### Problems and tasks
a) Copy word for word the stretch of the forum post on UK car insurance from "Well, I am a" through "pay 600/700£ tp/tf..".
b) Carry the forum post on UK car insurance further, picking up from its final sentence.

### Excerpted text
# Insurance dilemna



## Rupp3r (Jun 5, 2012)

Hi all

I am new to this forum and I didn't found a presentation section.

Well, I am a french engineering student and I am to come to UK for 1 year in order to do a Master...
As Skyline are very hard to get approved in France, I would like to benefit from this stay in UK in order to have a Skyline..

So I am looking for a standard R33 GT(S-T :chairshot)...

However, I thought that this will be done without any problems, but some days ago I learned that I can't drive a UK registered car in UK with a French insurance..

I must admit that I pity you when I see the insurances problems in UK!!

I am 21 years old, 3 years perfectly clean license, 2 years NCB.
With a french insurance, I would pay 600/700£ tp/tf..

I saw some English people with the same age as me paying decent quote of 1000/1500£ comp.
However, the best quote I got online is ... 5400£ tp/tf! :runaway:

In France, such quotes are just unbelievable!!!!

### Outline labeling records
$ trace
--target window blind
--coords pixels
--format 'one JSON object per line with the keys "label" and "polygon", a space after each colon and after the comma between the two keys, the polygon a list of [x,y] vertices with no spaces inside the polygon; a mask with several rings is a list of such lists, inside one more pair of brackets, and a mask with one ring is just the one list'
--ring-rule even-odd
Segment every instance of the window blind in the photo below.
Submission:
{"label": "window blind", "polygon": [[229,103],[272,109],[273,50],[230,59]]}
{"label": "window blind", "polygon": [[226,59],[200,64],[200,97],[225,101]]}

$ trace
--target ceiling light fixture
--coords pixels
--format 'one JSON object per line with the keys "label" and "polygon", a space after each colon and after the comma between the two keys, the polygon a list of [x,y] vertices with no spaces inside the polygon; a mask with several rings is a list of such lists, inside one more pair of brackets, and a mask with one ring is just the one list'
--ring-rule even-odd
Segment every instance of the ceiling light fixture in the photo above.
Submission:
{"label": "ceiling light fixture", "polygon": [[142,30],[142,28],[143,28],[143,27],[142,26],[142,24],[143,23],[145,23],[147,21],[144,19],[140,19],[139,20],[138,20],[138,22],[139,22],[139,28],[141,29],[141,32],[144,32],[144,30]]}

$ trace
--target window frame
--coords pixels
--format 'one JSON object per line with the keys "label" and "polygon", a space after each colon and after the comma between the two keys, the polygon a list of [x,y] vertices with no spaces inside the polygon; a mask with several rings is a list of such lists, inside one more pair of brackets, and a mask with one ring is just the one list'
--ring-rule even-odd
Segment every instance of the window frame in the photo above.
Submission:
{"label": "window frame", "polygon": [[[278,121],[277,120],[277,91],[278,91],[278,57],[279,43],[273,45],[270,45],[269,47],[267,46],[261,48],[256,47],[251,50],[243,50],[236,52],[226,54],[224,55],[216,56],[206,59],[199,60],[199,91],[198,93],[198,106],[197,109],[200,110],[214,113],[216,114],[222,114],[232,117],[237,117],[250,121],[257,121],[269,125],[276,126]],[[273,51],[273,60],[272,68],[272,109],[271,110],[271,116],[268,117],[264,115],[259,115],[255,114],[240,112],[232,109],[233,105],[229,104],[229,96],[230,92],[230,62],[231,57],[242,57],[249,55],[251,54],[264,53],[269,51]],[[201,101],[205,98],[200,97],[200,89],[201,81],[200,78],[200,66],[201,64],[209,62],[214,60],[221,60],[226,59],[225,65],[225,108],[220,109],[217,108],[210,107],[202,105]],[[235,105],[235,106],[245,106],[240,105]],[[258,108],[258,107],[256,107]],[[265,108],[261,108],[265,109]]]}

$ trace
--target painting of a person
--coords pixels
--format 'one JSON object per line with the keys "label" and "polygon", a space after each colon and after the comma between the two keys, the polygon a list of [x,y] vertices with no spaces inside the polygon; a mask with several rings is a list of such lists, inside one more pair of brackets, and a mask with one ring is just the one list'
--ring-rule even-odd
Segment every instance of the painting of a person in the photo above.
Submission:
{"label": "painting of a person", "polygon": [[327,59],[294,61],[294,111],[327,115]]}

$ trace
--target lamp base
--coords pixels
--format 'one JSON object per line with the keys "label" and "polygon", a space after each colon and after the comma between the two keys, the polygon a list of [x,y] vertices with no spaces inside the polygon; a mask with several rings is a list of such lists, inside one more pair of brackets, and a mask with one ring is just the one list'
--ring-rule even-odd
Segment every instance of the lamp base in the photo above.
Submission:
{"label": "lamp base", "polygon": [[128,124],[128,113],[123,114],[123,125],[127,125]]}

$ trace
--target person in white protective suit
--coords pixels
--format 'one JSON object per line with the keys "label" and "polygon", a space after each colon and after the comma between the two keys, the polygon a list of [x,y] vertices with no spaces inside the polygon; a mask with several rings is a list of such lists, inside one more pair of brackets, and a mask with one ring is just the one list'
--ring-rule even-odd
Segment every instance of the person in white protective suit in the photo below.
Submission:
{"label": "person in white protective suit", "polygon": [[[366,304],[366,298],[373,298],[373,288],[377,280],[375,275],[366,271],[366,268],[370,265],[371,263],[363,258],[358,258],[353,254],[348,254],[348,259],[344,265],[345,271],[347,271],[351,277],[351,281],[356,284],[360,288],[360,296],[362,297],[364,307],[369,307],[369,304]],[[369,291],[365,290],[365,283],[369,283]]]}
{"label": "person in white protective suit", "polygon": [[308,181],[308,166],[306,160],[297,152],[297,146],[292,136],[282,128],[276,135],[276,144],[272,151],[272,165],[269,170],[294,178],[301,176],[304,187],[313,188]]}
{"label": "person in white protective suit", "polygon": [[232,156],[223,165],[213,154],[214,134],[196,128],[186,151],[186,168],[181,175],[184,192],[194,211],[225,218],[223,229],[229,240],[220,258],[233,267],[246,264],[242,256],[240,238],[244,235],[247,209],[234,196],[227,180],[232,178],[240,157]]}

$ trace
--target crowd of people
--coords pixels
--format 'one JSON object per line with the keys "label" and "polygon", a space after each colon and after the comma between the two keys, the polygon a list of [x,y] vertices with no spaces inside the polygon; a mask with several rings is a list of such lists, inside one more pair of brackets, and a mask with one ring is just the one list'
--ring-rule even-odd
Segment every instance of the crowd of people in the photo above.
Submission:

### Per-task outputs
a)
Well, I am a french engineering student and I am to come to UK for 1 year in order to do a Master...
As Skyline are very hard to get approved in France, I would like to benefit from this stay in UK in order to have a Skyline..

So I am looking for a standard R33 GT(S-T :chairshot)...

However, I thought that this will be done without any problems, but some days ago I learned that I can't drive a UK registered car in UK with a French insurance..

I must admit that I pity you when I see the insurances problems in UK!!

I am 21 years old, 3 years perfectly clean license, 2 years NCB.
With a french insurance, I would pay 600/700£ tp/tf..

b)
Now I am looking for an insurance that would purpose me a decent quote, I am Ok for 1000/1300£ tp/tptf but not more..

I tried Sky, but they won't insure me as I will be a new UK resident and they are requested for 3 years UK residency... I would like to try Admiral and Adrian Flux, but I hope that they don't request it also..

I tried CCI, new residency is not a problem.
However, I didn't tell my age, and they answer me "As you can see we are a specialist broker so do not cover everyday road vehicles." (it will be my daily).

I saw here that some of you have their Skyline insured as daily driver, so I don't know?

Has anyone any ideas in order to help me?

I really hope that I will find a decent solution.


Thank you!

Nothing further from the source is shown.